[SELECTED EXCERPT Boundary: Start]
Features and Columns · TV

Westworld: “Kiksuya” Offers a Most Beautiful Look at This Brutal World

“Mi cante ki yu ha ya ye.”
Kiksuya
By  · Published on June 10th, 2018

This week’s episode is a big departure from the series norm in that it barely features any of the show’s regular players. A few pop up, but their dialogue is kept to a minimum if they say anything at all, and instead the focus is almost entirely on a character who’s been little more than a threatening enigma until now. Of course, that doesn’t mean we don’t still learn a bit more about the park and the other characters who inhabit it.

Let’s take a look at season two, episode eight of Westworld: “Kiksuya”
[SELECTED EXCERPT Boundary: End]
[DATA SECTION Boundary: Start]
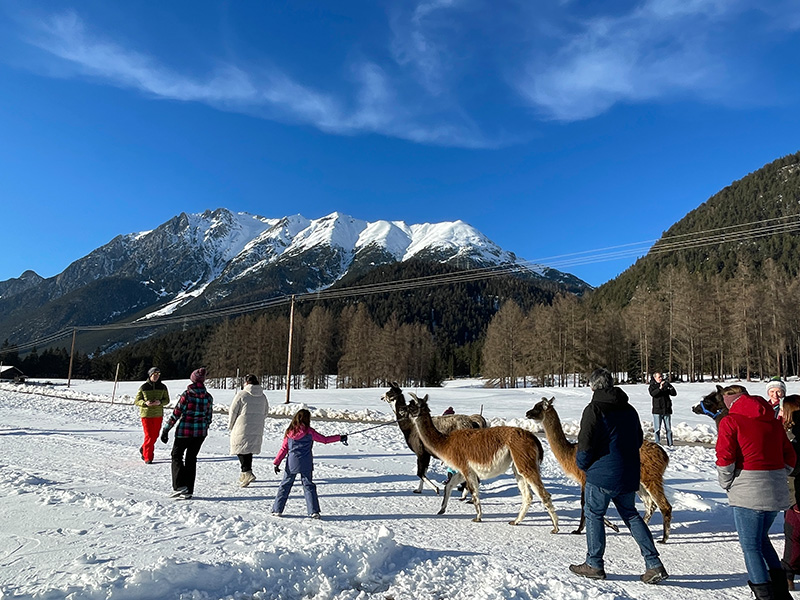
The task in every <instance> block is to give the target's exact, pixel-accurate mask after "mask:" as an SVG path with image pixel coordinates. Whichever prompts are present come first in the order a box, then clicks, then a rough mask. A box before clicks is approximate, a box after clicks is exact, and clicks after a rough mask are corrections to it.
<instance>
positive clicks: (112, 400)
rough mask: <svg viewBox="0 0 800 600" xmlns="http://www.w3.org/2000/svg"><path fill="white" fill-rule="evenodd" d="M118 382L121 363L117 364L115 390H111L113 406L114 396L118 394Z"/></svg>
mask: <svg viewBox="0 0 800 600" xmlns="http://www.w3.org/2000/svg"><path fill="white" fill-rule="evenodd" d="M118 381H119V363H117V372H116V373H114V389H113V390H111V404H114V395H115V394H116V393H117V382H118Z"/></svg>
[DATA SECTION Boundary: End]
• _WHAT NEEDS TO BE DONE_:
Keep writing the Westworld "Kiksuya" review, picking up right after its final sentence.

• _ANSWER SPACE_:
Akecheta (Zahn McClarnon) has been a part of multiple episodes across both the first and second seasons, but most viewers probably don’t even know his name. As the presumed leader of the Ghost Nation he’s been present for numerous assaults on hosts and guests alike thanks to the tribe’s scripted role as savage bad guys, but perhaps unsurprisingly, there’s far more to his story. One of this episode’s many strengths is how smoothly it brings a background player into the light. More than that, it shows us just how integral this particular character has been all along. It’s been clear throughout season two that something was up with the Ghost Nation as Maeve’s (Thandie Newton) ability to control and command other hosts has been ineffective against its members, and now we know why.

Akecheta reached consciousness before Maeve even heard her first internal whispers.

Just as Maeve and Dolores (Evan Rachel Wood) have awakened to become leaders of other newly conscious hosts, Akecheta encountered his own journey of suffering, loss, and discovery. Before telling his tale, though, he encounters an old man, riddled with bullets and dying on a river bank. The Man in Black, aka old William (Ed Harris) is nearly dead when Akecheta finds him and brings him back to his people for some good old-fashioned payback saying “Death is a passage from this brutal world. You don’t deserve an exit.” Maeve’s daughter, who was abducted last week, is frightened by his arrival — William’s, not Akecheta’s — but she’s told the man is no longer a threat to anyone.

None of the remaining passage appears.